WHAT IS EXPECTED: Format the lines below as a JSON array of strings, one string per line, with blank lines omitted.
..............................
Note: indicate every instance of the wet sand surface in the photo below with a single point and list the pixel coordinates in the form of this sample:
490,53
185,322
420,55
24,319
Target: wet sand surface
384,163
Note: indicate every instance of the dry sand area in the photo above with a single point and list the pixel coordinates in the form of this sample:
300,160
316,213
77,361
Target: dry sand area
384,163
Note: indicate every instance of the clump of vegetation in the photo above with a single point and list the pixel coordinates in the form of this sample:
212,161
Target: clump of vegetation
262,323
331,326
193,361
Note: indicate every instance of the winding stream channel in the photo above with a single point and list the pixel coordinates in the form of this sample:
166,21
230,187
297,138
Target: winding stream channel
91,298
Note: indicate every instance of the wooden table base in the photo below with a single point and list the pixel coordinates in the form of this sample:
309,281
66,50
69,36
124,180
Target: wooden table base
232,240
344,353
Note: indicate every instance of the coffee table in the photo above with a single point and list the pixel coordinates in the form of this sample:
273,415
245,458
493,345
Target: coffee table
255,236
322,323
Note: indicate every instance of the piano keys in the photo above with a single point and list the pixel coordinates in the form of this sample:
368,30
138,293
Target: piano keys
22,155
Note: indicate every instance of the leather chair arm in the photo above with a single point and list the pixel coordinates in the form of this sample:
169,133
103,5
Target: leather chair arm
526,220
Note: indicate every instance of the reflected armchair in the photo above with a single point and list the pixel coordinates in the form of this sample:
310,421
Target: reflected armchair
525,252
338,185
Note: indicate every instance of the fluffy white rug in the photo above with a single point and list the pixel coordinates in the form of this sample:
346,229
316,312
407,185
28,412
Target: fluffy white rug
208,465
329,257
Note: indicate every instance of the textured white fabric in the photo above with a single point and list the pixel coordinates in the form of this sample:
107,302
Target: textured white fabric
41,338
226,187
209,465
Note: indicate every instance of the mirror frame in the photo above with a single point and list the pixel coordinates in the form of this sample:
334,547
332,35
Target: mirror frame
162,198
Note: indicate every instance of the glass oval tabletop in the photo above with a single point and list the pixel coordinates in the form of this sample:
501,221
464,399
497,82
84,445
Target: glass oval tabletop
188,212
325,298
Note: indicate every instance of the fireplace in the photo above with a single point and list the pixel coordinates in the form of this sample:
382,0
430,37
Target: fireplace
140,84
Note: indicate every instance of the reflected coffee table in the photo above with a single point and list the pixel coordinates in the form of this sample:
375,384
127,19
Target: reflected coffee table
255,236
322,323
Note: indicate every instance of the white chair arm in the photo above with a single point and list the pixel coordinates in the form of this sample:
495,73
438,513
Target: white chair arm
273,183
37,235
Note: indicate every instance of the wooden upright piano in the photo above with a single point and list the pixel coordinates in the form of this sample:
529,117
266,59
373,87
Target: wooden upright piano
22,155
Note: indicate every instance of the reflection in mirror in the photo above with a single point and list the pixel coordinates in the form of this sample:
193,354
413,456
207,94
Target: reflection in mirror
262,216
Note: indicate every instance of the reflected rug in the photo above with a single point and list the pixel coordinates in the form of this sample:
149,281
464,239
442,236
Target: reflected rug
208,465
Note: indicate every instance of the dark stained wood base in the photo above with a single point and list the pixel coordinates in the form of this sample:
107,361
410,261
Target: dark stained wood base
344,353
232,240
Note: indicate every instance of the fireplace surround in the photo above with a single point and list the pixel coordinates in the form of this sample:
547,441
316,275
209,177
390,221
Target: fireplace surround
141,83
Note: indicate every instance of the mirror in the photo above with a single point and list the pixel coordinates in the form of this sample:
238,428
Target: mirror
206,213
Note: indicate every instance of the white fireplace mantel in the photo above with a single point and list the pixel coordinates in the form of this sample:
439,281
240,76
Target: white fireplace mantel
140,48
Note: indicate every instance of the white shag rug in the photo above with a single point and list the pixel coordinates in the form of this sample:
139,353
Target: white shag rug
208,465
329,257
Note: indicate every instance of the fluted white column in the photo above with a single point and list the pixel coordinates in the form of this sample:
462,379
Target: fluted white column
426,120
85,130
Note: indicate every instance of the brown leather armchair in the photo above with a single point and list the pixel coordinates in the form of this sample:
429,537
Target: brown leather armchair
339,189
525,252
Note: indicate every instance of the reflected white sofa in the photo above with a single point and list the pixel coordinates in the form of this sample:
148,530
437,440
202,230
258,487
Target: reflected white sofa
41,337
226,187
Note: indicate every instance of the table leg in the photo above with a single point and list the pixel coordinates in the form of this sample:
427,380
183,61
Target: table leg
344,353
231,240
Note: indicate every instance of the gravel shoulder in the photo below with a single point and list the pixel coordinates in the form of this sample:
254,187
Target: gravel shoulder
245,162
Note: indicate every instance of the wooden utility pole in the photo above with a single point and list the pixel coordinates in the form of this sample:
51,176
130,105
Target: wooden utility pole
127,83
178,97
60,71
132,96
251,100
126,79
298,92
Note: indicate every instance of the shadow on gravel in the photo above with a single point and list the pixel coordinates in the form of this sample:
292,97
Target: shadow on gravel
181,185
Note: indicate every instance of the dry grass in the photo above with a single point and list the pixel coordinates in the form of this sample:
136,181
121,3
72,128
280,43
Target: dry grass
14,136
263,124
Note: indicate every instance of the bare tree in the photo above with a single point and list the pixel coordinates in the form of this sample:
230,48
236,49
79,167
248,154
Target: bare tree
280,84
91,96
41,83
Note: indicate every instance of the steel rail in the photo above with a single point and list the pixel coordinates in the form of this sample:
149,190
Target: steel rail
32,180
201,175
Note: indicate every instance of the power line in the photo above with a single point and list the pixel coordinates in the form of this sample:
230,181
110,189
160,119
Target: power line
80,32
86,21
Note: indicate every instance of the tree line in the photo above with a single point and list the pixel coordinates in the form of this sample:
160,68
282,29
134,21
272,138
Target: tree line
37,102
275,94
..............................
ANSWER TO THE EXERCISE:
[
  "Note: indicate every instance of the wet sand surface in the photo below with a single point and list the pixel coordinates in the form of this sample:",
  "490,53",
  "185,322",
  "420,55",
  "24,319",
  "Target: wet sand surface",
  "384,163",
  "Note: indicate every instance of the dry sand area in the photo above with a single point and list the pixel coordinates in the form of this sample:",
  "300,160",
  "316,213",
  "77,361",
  "Target: dry sand area",
  "384,163",
  "Note: indicate every instance of the clump of vegetation in the photo above with a single point and list the pixel coordinates in the form of this sample:",
  "212,161",
  "Target: clump of vegetation",
  "262,323",
  "331,326",
  "193,361",
  "Note: indicate every instance of the winding stream channel in the photo above with a single point and list the pixel coordinates in the form of this sample:",
  "166,21",
  "230,187",
  "297,138",
  "Target: winding stream channel",
  "91,298",
  "Note: indicate every instance of the wooden table base in the photo below with a single point and list the pixel coordinates in the form of this sample:",
  "309,281",
  "66,50",
  "69,36",
  "124,180",
  "Target: wooden table base",
  "232,240",
  "344,353",
  "Note: indicate every instance of the coffee table in the photo above with a single point and list the pixel coordinates in the form of this sample:",
  "273,415",
  "245,458",
  "493,345",
  "Target: coffee table",
  "255,236",
  "322,323",
  "Note: indicate every instance of the piano keys in the photo above with a single point and list the pixel coordinates in the form of this sample:",
  "368,30",
  "138,293",
  "Target: piano keys",
  "22,155",
  "Note: indicate every instance of the leather chair arm in the photo above with a single point and list the pixel coordinates in the form of this sample:",
  "169,133",
  "103,5",
  "Target: leather chair arm",
  "526,220",
  "Note: indicate every instance of the reflected armchair in the photo above with a single point and list the pixel coordinates in the form of this sample:",
  "310,421",
  "Target: reflected armchair",
  "525,252",
  "338,185",
  "Note: indicate every instance of the fluffy white rug in the photo above with a single point and list the pixel coordinates in the form of this sample:",
  "346,229",
  "316,312",
  "407,185",
  "28,412",
  "Target: fluffy white rug",
  "208,465",
  "329,257",
  "Note: indicate every instance of the textured white fabric in the photo above with a single point and list the pixel coordinates in the form of this sample:",
  "107,302",
  "Target: textured white fabric",
  "41,338",
  "226,187",
  "209,465",
  "Note: indicate every instance of the mirror frame in the photo above with a single point and list the pixel coordinates in the form of this sample:",
  "334,547",
  "332,35",
  "Target: mirror frame",
  "162,198",
  "Note: indicate every instance of the glass oval tabletop in the photo above with a single point and list the pixel coordinates in the form of this sample:",
  "501,221",
  "464,399",
  "497,82",
  "84,445",
  "Target: glass oval tabletop",
  "188,212",
  "325,298",
  "Note: indicate every instance of the fireplace in the photo above with a single point and list the pixel coordinates in the form of this sample:",
  "382,0",
  "430,37",
  "Target: fireplace",
  "140,84",
  "Note: indicate every instance of the reflected coffee table in the photo above with a single point and list the pixel coordinates in the form of this sample:",
  "375,384",
  "127,19",
  "Target: reflected coffee table",
  "255,236",
  "322,323",
  "Note: indicate every instance of the white chair arm in the photo above with a single point and list the pixel coordinates in the form of this sample:",
  "495,73",
  "438,513",
  "Target: white chair arm",
  "273,183",
  "37,235",
  "Note: indicate every instance of the wooden upright piano in the photo above with a single point and list the pixel coordinates in the form of this sample:",
  "529,117",
  "266,59",
  "373,87",
  "Target: wooden upright piano",
  "22,155",
  "Note: indicate every instance of the reflection in mirror in the photo above with a single point and list the pixel coordinates in the form of this sample:",
  "193,354",
  "413,456",
  "207,94",
  "Target: reflection in mirror",
  "262,216",
  "Note: indicate every instance of the reflected rug in the photo above with a single point and list the pixel coordinates in the form of this sample:",
  "149,281",
  "464,239",
  "442,236",
  "Target: reflected rug",
  "208,465",
  "Note: indicate every instance of the dark stained wood base in the photo above with a single point and list the pixel coordinates in the form of this sample:",
  "107,361",
  "410,261",
  "Target: dark stained wood base",
  "344,353",
  "232,240",
  "Note: indicate every instance of the fireplace surround in the photo above with a single point and list the pixel coordinates in the form of this sample:",
  "547,441",
  "316,275",
  "209,177",
  "390,221",
  "Target: fireplace surround",
  "141,83",
  "Note: indicate every instance of the mirror in the photo above with a single point and list the pixel coordinates in the form of this sample:",
  "238,428",
  "Target: mirror",
  "206,213",
  "Note: indicate every instance of the white fireplace mantel in the photo above with a single point and list the pixel coordinates in the form of this sample:",
  "439,281",
  "240,76",
  "Target: white fireplace mantel",
  "140,48",
  "Note: indicate every instance of the white shag rug in the photo above with a single point and list the pixel coordinates in the form of this sample:",
  "139,353",
  "Target: white shag rug",
  "208,465",
  "329,257",
  "Note: indicate every instance of the fluted white column in the photo above with a single point and list the pixel coordinates in the form of this sample:",
  "462,379",
  "Target: fluted white column",
  "426,120",
  "85,130",
  "Note: indicate every instance of the brown leather armchair in the photo above with a single point and list the pixel coordinates in the form of this sample:",
  "429,537",
  "Target: brown leather armchair",
  "339,189",
  "525,252",
  "Note: indicate every instance of the reflected white sofa in the photo above with a single point and list the pixel coordinates in the form of this sample:",
  "148,530",
  "437,440",
  "202,230",
  "258,487",
  "Target: reflected white sofa",
  "41,337",
  "226,187",
  "Note: indicate every instance of the table leg in the photo above with a single point and list the pixel coordinates in the form of this sample:",
  "427,380",
  "183,61",
  "Target: table leg",
  "344,353",
  "231,240",
  "Note: indicate every instance of the gravel shoulder in the photo below with a single point and list the pixel coordinates in the form of this sample:",
  "254,187",
  "Target: gravel shoulder",
  "245,162",
  "Note: indicate every instance of the wooden utility pole in the photo above with a single point and list the pixel coordinates in the form of this sample:",
  "51,176",
  "130,105",
  "Target: wooden utility pole",
  "127,83",
  "178,97",
  "60,71",
  "132,96",
  "251,100",
  "126,79",
  "298,92",
  "Note: indicate every instance of the shadow on gravel in the photo above with a single point and list the pixel coordinates in the form of this sample:",
  "292,97",
  "Target: shadow on gravel",
  "181,185",
  "Note: indicate every instance of the dry grass in the photo above with a single point and list the pixel coordinates in the form of this sample:",
  "136,181",
  "121,3",
  "72,128",
  "280,43",
  "Target: dry grass",
  "14,136",
  "263,124",
  "Note: indicate every instance of the bare tree in the photo above with a single point and list the pixel coordinates in the form of this sample:",
  "230,48",
  "236,49",
  "79,167",
  "248,154",
  "Target: bare tree",
  "280,84",
  "91,96",
  "41,83",
  "Note: indicate every instance of the steel rail in the photo above with a single point and list the pixel coordinates in the form of this sample:",
  "149,190",
  "Target: steel rail",
  "32,180",
  "201,175",
  "Note: indicate every instance of the power line in the photo above with a single point and list the pixel coordinates in the form of this sample:",
  "230,181",
  "110,189",
  "160,119",
  "Target: power line",
  "80,32",
  "86,21",
  "Note: indicate every instance of the tree line in the photo above with a single point and list the pixel coordinates in the form of this sample:",
  "160,68",
  "282,29",
  "134,21",
  "272,138",
  "Target: tree line",
  "37,102",
  "275,94"
]